> _Activity_
Extend the passage on decision-making and society as a global brain, starting right after its final sentence.

Even withing collective organisations (companies, governments, organisations, communities), the multiple independent actors works where those actors' actions are autonomous and independent of others. Or, in the alternative, where they work without mutual conflict toward a common goal.

But you get problems where either individual actors' motivations and actions are in conflict, or in which a single global decision must be made (as with various global catastrophic risks), and multiple independent decisions cannot be arrived at. Even for noncritical arbitrary decisions, such as which side of the road to drive on, in which there is no compelling argument to be made for one side or the other, but in which both sides cannot be simultaneously selected, you need some global decisionmaking capacity.

When you reach the point of either an existing decisionmaking system (as in: a single human, with the finite and largely immutable information acquisition and processing capabilities corresponding), or a multi-agent system which must reach a common decision, you've got the challenge of limiting data intake to that amount which allows effective function within the environment, and avoids overloading capabilities or ineffective action.

The article "Evolving the Global Brain" was thought-provoking, especially in the context of our discussion about the history of information and the exponentially increasing amount of information for humanity to gather/produce, process, curate, archive.

It's an attractive concept, that human society is structurally similar to a brain, and that an individual is a neuron. (If humanity is the brain, I suppose the rest of the Earth is the body. We're not doing too well as the self-appointed brain of the operation.)

My first reaction to the analogy of "endocrinal" (one-to-many) and "neural" (many-to-many) decision making, is that it's missing a primal psychological/biological motivation of humans to seek to dominate others of its own kind as well as all of nature. I'm not familiar enough with biology to say definitively, but I'm pretty sure the endocrinal system does not actively seek to subjugate the neural system (or vice versa) and dominate the whole body.

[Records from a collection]
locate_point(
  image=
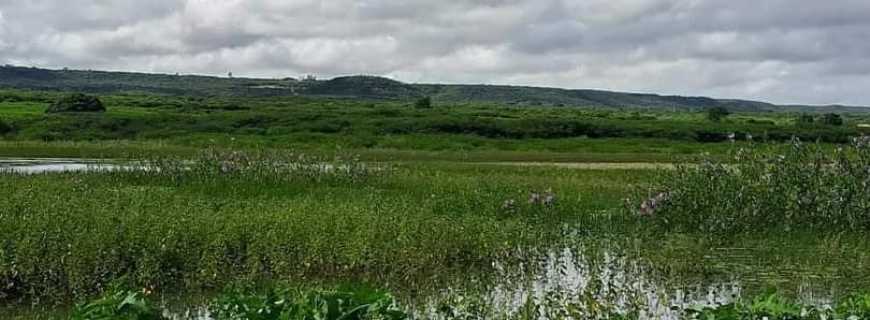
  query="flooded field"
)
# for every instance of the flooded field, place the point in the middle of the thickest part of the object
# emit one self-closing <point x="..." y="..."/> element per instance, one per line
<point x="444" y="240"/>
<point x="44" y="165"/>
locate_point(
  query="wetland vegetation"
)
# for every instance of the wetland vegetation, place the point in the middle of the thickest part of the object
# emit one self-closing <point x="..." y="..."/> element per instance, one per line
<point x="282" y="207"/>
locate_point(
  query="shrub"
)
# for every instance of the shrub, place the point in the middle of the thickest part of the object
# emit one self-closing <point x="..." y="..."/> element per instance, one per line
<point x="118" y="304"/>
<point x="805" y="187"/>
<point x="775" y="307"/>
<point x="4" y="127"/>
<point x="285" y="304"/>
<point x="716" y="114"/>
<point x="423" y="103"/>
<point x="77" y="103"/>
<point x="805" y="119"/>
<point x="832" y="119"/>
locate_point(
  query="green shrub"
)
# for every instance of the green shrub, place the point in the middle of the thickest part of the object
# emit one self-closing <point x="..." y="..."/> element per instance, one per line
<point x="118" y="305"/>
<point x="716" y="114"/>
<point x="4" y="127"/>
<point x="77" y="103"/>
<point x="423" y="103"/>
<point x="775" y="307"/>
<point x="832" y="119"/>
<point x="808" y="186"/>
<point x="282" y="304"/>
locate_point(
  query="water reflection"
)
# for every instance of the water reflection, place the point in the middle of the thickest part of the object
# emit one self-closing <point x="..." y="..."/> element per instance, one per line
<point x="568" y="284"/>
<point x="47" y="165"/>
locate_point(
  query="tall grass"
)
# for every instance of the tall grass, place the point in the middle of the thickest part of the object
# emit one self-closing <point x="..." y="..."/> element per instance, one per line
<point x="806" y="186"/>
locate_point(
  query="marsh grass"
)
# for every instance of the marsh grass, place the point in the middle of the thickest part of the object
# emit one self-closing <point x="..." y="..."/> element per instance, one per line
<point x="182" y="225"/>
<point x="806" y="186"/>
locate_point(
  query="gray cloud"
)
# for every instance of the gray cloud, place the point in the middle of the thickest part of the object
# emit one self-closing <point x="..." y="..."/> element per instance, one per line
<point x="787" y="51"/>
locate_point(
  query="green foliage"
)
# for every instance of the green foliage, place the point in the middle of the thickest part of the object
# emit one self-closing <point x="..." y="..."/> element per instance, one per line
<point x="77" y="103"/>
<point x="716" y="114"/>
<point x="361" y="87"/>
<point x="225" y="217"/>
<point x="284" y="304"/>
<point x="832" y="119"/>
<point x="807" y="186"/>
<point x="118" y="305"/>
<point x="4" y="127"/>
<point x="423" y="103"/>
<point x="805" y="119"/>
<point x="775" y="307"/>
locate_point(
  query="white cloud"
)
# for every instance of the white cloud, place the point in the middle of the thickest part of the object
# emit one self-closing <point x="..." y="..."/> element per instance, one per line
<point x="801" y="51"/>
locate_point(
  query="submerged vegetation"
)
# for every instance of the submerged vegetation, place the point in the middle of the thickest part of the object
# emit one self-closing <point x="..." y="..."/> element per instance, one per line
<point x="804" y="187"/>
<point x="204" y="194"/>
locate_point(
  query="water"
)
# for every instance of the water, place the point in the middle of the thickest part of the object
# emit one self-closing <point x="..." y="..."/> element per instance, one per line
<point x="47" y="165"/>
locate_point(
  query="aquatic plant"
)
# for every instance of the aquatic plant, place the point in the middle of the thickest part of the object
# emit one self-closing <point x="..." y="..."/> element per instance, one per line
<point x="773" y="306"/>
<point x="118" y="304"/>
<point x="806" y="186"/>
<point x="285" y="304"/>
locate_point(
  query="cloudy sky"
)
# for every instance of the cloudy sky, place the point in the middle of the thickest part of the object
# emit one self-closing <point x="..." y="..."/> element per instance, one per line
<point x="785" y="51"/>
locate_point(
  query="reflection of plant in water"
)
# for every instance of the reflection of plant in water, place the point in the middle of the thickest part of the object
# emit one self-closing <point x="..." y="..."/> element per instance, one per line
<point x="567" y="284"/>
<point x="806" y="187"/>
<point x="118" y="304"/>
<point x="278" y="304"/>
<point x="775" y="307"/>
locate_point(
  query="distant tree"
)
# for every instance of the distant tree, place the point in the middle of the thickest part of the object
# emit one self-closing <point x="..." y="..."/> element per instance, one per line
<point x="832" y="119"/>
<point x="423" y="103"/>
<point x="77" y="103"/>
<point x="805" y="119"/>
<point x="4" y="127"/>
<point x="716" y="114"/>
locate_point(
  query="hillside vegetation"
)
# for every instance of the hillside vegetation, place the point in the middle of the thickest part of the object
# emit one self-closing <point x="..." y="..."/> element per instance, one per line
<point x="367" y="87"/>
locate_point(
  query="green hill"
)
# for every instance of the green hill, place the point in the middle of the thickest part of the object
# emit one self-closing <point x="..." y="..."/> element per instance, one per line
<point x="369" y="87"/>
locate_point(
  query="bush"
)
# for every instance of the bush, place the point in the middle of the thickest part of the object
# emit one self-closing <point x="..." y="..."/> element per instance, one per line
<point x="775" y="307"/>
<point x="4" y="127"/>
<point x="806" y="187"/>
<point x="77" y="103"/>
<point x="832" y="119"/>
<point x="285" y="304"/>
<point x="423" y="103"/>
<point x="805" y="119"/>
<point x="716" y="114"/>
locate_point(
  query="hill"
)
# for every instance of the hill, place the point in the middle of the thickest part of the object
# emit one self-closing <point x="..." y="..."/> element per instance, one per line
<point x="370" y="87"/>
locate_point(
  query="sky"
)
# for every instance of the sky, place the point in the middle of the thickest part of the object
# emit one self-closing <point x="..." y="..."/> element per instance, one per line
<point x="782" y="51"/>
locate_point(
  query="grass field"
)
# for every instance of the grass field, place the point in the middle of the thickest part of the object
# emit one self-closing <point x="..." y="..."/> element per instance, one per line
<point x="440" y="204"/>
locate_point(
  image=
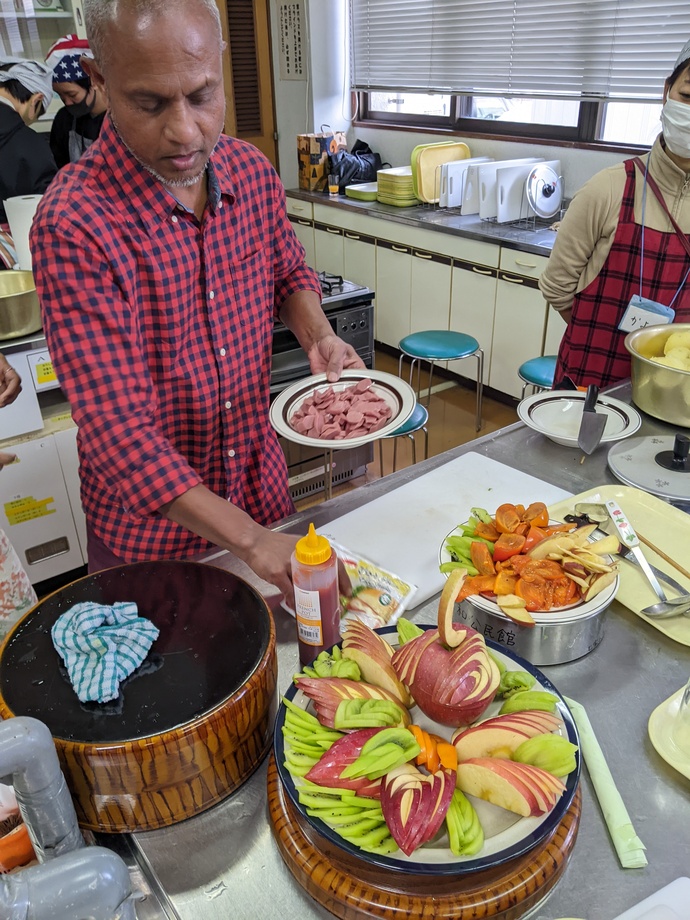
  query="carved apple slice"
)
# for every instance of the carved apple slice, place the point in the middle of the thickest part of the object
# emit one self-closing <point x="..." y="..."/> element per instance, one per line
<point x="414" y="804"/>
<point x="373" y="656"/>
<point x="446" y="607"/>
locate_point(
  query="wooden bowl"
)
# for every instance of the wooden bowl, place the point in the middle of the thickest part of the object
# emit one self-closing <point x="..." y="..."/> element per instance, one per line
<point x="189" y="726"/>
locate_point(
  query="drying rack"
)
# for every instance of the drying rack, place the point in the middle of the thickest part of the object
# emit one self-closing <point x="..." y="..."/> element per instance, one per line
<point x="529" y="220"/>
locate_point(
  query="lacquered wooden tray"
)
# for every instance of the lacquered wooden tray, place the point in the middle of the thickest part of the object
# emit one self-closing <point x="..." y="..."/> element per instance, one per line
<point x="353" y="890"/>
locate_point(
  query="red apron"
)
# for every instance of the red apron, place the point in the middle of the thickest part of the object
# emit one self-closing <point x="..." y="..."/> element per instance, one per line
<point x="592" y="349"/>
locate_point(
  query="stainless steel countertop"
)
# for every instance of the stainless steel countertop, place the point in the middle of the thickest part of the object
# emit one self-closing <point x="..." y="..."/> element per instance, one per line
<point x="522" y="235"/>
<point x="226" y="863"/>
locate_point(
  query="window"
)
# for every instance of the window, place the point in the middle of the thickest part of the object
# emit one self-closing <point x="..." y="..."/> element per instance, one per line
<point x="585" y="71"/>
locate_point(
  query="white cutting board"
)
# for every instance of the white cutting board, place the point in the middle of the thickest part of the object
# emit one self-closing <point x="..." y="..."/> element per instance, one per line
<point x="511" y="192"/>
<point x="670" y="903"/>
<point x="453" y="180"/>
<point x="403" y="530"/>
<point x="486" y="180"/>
==
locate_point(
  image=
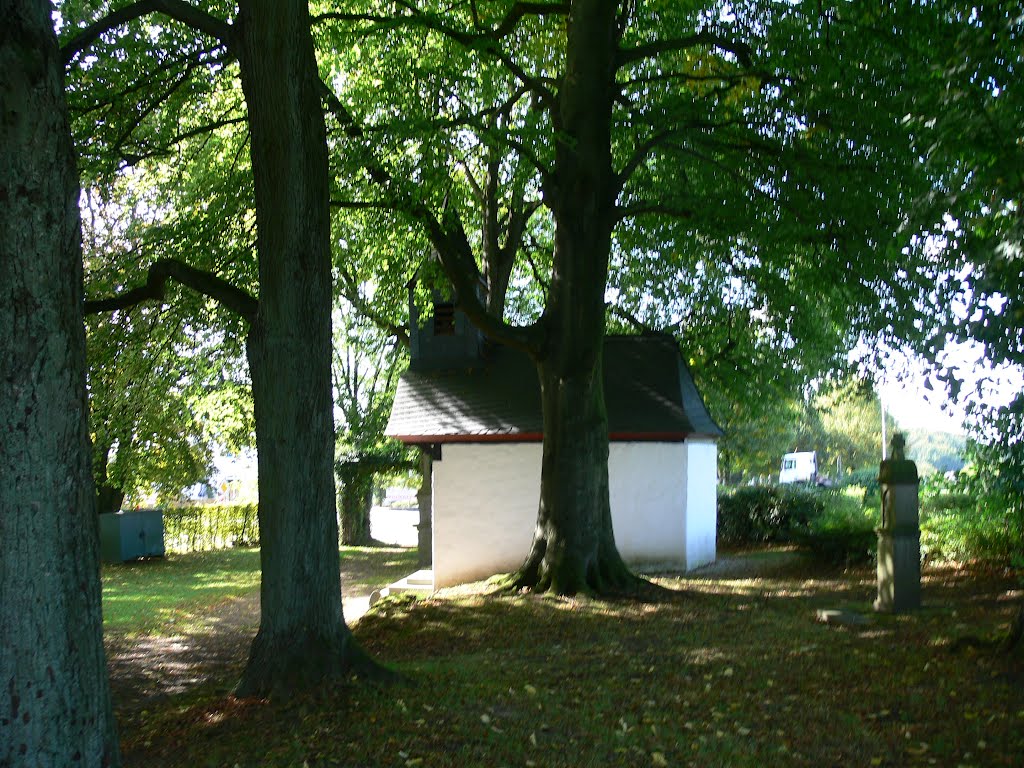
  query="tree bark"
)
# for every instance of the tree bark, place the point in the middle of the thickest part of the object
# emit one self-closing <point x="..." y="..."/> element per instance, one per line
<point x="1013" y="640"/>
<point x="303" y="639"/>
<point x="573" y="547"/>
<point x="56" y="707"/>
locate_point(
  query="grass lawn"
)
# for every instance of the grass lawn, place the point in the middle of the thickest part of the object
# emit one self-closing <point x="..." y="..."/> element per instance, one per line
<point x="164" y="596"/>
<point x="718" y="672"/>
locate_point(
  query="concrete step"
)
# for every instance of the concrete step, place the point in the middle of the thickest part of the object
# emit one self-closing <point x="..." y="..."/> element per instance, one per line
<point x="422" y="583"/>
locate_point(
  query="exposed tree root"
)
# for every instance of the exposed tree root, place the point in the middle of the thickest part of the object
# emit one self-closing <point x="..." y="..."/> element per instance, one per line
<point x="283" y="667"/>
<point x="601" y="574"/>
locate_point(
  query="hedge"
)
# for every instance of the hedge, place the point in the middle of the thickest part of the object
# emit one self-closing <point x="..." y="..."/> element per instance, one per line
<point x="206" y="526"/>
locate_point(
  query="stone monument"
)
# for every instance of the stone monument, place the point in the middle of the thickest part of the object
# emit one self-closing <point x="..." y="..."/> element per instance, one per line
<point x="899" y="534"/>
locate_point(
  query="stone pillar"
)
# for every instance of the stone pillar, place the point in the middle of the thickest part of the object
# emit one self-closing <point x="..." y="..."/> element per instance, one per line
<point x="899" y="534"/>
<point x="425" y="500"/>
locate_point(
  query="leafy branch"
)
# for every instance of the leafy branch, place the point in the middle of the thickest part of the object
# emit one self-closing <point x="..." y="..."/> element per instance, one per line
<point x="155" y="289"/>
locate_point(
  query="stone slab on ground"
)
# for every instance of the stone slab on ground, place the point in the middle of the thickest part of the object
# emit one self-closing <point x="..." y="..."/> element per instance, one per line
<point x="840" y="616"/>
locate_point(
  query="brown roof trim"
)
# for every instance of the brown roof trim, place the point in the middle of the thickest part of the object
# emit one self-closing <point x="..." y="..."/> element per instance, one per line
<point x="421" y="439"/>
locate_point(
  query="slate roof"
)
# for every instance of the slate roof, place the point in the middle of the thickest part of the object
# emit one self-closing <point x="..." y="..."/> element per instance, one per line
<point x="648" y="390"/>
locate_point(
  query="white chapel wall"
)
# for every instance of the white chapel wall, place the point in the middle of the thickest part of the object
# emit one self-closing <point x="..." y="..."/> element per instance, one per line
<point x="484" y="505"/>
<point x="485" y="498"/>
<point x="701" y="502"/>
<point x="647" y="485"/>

> _Answer to this task_
Social organization, it seems to me, is more a function of power, very small groups gaining advantage and dominance over vastly larger groups of people, than that of collaboration for mutual benefit. (I might be a bit too cynical of political motivations and authentic democracy these days.)

From the final paragraph:

> ..the current global brain is only tenuously linked to the organs of international power. Political, economic and military power remains insulated from the global brain, and powerful individuals can be expected to cling tightly to the endocrine model of control and information exchange.

I'd disagree with this, and say that the global brain (if we mean the Internet and its empowerment of globally networked intelligence) was born from the wombs of "political, economic and military power". It never achieved escape velocity to become a truly free, autonomous and collaborative, neural model of decision making.

To backtrack a bit:

> Well-connected collective entities like Google and Wikipedia will play the role of brainstem nuclei to which all other information nexuses must adapt.

The most powerfully well-connected collective entities are international political/financial/corporate entities, and indeed do they more or less dictate how all information nexuses (nexii?) must adapt.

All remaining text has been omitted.